[start MATERIAL TO PROCESS]

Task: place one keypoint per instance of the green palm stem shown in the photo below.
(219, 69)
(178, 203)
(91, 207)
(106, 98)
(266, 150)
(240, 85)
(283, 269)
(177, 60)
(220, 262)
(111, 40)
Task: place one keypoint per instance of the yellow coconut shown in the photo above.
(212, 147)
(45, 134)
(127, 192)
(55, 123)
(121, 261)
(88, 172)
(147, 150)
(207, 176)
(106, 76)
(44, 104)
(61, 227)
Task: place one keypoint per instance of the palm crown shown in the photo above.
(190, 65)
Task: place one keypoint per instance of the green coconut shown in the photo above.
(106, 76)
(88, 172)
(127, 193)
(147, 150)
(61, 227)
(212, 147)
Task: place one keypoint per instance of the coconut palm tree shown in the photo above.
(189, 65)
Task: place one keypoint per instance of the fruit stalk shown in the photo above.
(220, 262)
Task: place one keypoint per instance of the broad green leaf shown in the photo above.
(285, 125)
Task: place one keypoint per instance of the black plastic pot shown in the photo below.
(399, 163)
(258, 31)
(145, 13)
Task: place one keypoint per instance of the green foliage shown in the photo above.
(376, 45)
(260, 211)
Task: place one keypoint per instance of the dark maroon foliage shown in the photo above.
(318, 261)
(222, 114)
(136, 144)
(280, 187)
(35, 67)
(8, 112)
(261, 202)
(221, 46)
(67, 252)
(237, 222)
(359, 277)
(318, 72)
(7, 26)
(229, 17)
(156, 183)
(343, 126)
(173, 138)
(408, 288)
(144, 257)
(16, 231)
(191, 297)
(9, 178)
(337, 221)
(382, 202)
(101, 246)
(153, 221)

[end MATERIAL TO PROCESS]

### GIVEN EXERCISE
Rescale the point coordinates in the rows, starting at the line that contains "Task: place one keypoint per instance of the fruit" and ending at the last row. Multiply each coordinate by 1.7 and round to a whole number with halves going up, then write out only those lines again, request lines included and left unchanged.

### FULL RESPONSE
Task: place one keypoint per instance of the fruit stalk shown in the photo above.
(374, 445)
Task: place one keypoint per instance of the broad green leaf shown in the photo above.
(485, 213)
Task: place one keypoint per instance of the black plastic pot shown in the photo below.
(678, 277)
(439, 53)
(247, 22)
Task: place one keypoint per instance of the green foliage shown in the photo above.
(639, 77)
(442, 359)
Task: place one keypoint per instance of the dark maroon foliage shown in the photo above.
(541, 444)
(377, 194)
(231, 245)
(476, 318)
(60, 114)
(14, 190)
(444, 343)
(376, 78)
(114, 428)
(403, 377)
(610, 471)
(541, 122)
(12, 44)
(389, 29)
(265, 311)
(583, 214)
(294, 235)
(694, 490)
(245, 437)
(27, 393)
(325, 505)
(15, 303)
(573, 376)
(649, 343)
(172, 418)
(260, 376)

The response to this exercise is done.